** Source document **
Posted on October 25, 2016
By Jake Martin, The St. Augustine Record
Oceanfront homeowners in St. Johns County looking to put a little more cushion between their back doors and the Atlantic Ocean may be in luck.
The County Commission on Tuesday tackled items related to beach renourishment and restoration from South Ponte Vedra Beach to Vilano Beach and as far south as Summer Haven. On the table were some tweaks to existing, funded projects in order to address more immediate problems in areas heavily affected by Hurricane Matthew’s water and winds.
County officials say temporary and permanent solutions are coming together with some flexibility from state and federal agencies, including the Florida Department of Environmental Protection, Florida Inland Navigation District and U.S. Army Corps of Engineers.
Commissioners unanimously approved continuing coordination with regulatory agencies to possibly redirect some sand from an upcoming dredge of the ebb shoal near the St. Augustine Inlet to points along State Road A1A in the county’s northern coastal corridor.
The St. Augustine Beach Shore Protection Plan, headed by the corps and permitted by FDEP, was originally intended to renourish about 0.8 miles of beach in Anastasia State Park and another 1.9 miles in St. Augustine Beach. There have been three such renourishments to date, most recently in 2012.
The plan now is to put the sand meant for the uninhabited, publicly owned Anastasia State Park behind private homes on the north beaches where residents say a pre-existing critical need has only worsened due to storm erosion.
Darrell Locklear, assistant county administrator of operational services, said the already-funded project was set to begin by mid-November.
County Administrator Michael Wanchick said they are requesting the $15 million project be accelerated, as revised, and for the corps and FDEP to absorb the county’s 11 percent share of the cost. The corps was already on the hook for 80.5 percent while FDEP was pitching in 8.5 percent.
The county’s role will be obtaining the necessary permitting and temporary construction easements from private property owners in order to place the sand. But, as of Tuesday, a specific target area for that sand had not yet been identified.
“We will have to have consensus and sign-off from those private property owners, individually, for this to occur and to occur successfully,” Locklear said.
Meanwhile, Wanchick acknowledged sand placement was not a long-term fix.
“It’s the most viable solution we have available right now that could be quickly delivered within the next month to protect those homes until an interim or a more permanent solution is identified,” he said.
Locklear said even with amenability from multiple regulatory agencies, finding an effective solution that complies with several layers of bureaucracy was still a fluid situation and nothing could be guaranteed. In the meantime, community groups representing area property owners have a seat at the table.

** Written task **
Duplicate the passage of the beach renourishment article between "The County Commission" and "northern coastal corridor.", inclusive.

** Excerpted data **
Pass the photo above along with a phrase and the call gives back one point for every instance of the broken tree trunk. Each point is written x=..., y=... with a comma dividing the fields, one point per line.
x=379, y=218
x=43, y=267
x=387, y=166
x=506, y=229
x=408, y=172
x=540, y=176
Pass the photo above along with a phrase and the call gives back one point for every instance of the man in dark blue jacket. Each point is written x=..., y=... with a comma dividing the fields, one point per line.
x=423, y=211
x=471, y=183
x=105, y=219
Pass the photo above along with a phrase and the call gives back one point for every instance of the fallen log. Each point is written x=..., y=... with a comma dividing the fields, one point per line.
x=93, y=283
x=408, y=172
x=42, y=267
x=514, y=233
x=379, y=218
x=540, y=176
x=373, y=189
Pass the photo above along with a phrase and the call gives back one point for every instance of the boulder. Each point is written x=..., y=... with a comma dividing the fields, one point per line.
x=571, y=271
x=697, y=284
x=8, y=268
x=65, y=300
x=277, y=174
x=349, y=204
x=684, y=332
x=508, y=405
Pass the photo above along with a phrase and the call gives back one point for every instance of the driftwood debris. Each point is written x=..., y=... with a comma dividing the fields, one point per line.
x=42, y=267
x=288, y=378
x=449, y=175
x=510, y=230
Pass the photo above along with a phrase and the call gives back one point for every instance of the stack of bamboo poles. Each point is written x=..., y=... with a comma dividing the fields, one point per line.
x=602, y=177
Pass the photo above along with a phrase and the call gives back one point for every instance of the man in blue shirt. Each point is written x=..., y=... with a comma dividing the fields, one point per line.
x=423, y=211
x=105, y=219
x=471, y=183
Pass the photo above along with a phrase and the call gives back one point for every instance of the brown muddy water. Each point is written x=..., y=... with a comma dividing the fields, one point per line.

** Exercise output **
The County Commission on Tuesday tackled items related to beach renourishment and restoration from South Ponte Vedra Beach to Vilano Beach and as far south as Summer Haven. On the table were some tweaks to existing, funded projects in order to address more immediate problems in areas heavily affected by Hurricane Matthew’s water and winds.
County officials say temporary and permanent solutions are coming together with some flexibility from state and federal agencies, including the Florida Department of Environmental Protection, Florida Inland Navigation District and U.S. Army Corps of Engineers.
Commissioners unanimously approved continuing coordination with regulatory agencies to possibly redirect some sand from an upcoming dredge of the ebb shoal near the St. Augustine Inlet to points along State Road A1A in the county’s northern coastal corridor.